### Source

The Groyne. [Coruña.]
188. John, Earl of Bedford, Lord Privy Seal, and Thomas Viscount Fitzwalter to the Council. Left Plymouth for Spain on the 12th inst., intending, if wind and weather would have served, to have arrived at Allaredo [Laredo], which they thought most convenient, as nearest the Court by upwards of 100 miles, and to have sent the ships thence to the Groyne [Coruña], where the Prince means to embark. But by force of contrary winds, were constrained to direct their course hither, where they arrived this day, when there came on board to welcome them the Bishop of Lowa [Lugo] (a very grave and sober man), the Captain of the Castle (a man of a good house), the Corregidor of the town and others, and after their departing caused great shot of ordnance and sundry other pleasures to be shown. Perceive by the manner and fashion of the people that they much rejoice at their coming, and have found such plenty of victuals and other necessaries for their use that they marvel not a little how the same could be had in so short a space, the country being so barren. Immediately on arriving thought it requisite to advertise the Prince thereof, and the Captain of the Castle made great request that his brother should be the messenger, as he thought the news should be so well accepted by the Prince. The Alcaldo Maiora, one of the chief of the Privy Council of Gallicia, had been appointed and remained here till the 15th, in order to receive them, but had left on hearing, by two English ships that came half way with them from Plymouth, that they had gone to Allaredo. However, being apprized of their arrival by post, he has come this day and shows them very great entertainment, both of provision for horses for them and their carriage, and offers them what money they may ask, rightly considering that their exchange had been made to Bilbao or Allaredo. Had been afraid their ships would run short of victuals during their stay here, but the Prince's purveyor, although he thinks they are sufficiently provided, has offered to supply to the uttermost anything that may be needed. On Friday next intend to proceed towards the Prince's Court, if those provisions for horses and carriage can so soon be made in readiness, having in company above 200 horses, besides those that must serve for carriage. [One page and a half.]
April 20.
San Lucar.
189. Duchess of Medina Sidonia to Queen Mary. Credentials of the Count Olivares, who goes in Prince Philip's train to England. [Spanish. One page.]
April 21.

######
### Given records

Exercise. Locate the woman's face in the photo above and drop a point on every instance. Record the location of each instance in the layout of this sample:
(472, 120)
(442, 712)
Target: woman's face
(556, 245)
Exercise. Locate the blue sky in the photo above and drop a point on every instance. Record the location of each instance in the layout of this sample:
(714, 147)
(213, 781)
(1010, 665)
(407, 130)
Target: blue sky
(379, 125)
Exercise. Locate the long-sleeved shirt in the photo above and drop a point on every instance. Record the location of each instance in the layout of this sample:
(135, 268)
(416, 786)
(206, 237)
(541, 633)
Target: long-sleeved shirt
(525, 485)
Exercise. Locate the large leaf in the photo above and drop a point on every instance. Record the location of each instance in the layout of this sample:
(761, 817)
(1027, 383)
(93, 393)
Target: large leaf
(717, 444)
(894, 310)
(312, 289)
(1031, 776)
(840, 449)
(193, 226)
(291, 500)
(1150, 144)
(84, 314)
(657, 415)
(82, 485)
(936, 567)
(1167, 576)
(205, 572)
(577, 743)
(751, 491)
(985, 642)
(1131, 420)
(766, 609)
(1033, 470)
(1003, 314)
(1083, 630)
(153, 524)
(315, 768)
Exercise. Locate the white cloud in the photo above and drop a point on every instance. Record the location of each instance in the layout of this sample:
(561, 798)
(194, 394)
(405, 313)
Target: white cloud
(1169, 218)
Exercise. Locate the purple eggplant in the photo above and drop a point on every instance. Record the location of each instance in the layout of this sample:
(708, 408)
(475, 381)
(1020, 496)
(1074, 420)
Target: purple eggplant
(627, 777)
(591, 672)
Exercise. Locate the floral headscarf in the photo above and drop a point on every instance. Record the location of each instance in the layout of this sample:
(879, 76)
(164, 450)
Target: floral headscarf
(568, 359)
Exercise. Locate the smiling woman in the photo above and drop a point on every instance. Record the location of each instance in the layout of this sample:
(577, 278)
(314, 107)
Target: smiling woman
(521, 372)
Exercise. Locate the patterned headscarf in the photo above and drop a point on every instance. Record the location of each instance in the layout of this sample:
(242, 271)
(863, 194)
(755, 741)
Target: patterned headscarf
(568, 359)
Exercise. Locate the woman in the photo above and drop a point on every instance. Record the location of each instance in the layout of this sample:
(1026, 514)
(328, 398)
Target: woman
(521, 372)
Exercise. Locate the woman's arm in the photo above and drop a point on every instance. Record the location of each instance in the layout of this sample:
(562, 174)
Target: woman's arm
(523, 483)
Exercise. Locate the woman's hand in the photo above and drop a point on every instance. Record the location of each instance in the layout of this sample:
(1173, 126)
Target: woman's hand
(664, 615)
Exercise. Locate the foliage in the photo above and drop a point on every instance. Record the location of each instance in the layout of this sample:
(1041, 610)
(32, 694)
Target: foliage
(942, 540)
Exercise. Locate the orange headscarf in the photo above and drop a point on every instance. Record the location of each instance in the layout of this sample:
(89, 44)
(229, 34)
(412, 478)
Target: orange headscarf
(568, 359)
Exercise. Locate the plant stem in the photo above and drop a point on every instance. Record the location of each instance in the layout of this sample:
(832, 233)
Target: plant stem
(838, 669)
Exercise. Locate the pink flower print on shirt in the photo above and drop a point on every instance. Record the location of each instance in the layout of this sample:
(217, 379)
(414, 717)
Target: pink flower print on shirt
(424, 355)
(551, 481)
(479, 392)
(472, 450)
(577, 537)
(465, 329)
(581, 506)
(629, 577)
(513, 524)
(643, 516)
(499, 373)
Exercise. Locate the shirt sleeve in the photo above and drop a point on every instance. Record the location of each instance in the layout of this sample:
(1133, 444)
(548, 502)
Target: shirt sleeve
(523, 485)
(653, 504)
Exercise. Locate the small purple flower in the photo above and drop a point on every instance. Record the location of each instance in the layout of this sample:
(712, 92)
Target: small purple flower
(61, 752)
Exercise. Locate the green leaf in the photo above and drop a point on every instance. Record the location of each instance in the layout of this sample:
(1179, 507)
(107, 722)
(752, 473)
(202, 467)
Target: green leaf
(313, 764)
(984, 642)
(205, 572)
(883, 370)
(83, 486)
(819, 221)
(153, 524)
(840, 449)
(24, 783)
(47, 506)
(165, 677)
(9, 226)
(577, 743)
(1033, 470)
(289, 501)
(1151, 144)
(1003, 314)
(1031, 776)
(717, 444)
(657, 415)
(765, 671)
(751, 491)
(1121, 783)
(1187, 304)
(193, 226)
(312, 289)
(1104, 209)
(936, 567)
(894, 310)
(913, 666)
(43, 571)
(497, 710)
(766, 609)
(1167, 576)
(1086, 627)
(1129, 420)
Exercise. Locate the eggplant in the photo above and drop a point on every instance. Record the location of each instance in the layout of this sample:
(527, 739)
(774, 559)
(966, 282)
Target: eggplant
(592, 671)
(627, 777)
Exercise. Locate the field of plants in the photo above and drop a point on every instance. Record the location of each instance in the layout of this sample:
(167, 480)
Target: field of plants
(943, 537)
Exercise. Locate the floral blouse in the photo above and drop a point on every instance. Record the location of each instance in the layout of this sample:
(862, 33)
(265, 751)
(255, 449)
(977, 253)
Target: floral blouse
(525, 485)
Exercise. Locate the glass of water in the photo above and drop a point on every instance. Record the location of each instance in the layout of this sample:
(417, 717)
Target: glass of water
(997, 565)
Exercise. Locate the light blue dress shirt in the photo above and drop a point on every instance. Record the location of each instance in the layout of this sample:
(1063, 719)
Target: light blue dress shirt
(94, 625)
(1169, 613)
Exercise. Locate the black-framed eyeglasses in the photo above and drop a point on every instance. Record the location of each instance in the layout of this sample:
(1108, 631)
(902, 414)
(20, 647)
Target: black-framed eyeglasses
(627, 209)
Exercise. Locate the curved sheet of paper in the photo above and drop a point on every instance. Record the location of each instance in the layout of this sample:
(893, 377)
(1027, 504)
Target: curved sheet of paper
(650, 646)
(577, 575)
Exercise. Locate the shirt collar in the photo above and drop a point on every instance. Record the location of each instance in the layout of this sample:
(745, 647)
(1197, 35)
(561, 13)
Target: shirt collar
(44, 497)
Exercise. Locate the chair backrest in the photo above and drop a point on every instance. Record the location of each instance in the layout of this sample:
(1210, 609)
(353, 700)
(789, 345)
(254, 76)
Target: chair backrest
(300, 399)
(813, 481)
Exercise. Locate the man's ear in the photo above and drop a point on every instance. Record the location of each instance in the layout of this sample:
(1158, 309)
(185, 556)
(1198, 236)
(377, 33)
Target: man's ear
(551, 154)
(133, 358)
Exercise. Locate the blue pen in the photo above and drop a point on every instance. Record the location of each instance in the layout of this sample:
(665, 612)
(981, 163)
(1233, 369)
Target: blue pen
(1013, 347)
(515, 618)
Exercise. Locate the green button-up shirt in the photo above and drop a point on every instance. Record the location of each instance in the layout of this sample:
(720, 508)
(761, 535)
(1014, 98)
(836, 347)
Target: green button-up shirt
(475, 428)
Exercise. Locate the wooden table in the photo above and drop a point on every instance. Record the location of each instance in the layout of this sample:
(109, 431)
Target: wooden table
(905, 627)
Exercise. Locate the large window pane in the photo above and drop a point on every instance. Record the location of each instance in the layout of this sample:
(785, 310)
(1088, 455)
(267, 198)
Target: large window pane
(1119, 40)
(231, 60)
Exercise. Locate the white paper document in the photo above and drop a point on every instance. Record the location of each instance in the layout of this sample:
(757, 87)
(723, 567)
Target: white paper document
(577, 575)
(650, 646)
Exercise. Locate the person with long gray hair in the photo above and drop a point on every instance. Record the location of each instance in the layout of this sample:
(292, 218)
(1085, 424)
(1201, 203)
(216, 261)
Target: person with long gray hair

######

## [Set problem]
In the source above about the envoys' arrival at the Groyne, how many horses did they expect to have with them when setting out for the Prince's Court?

## [Finished answer]
Above 200 horses, besides those used for carriage.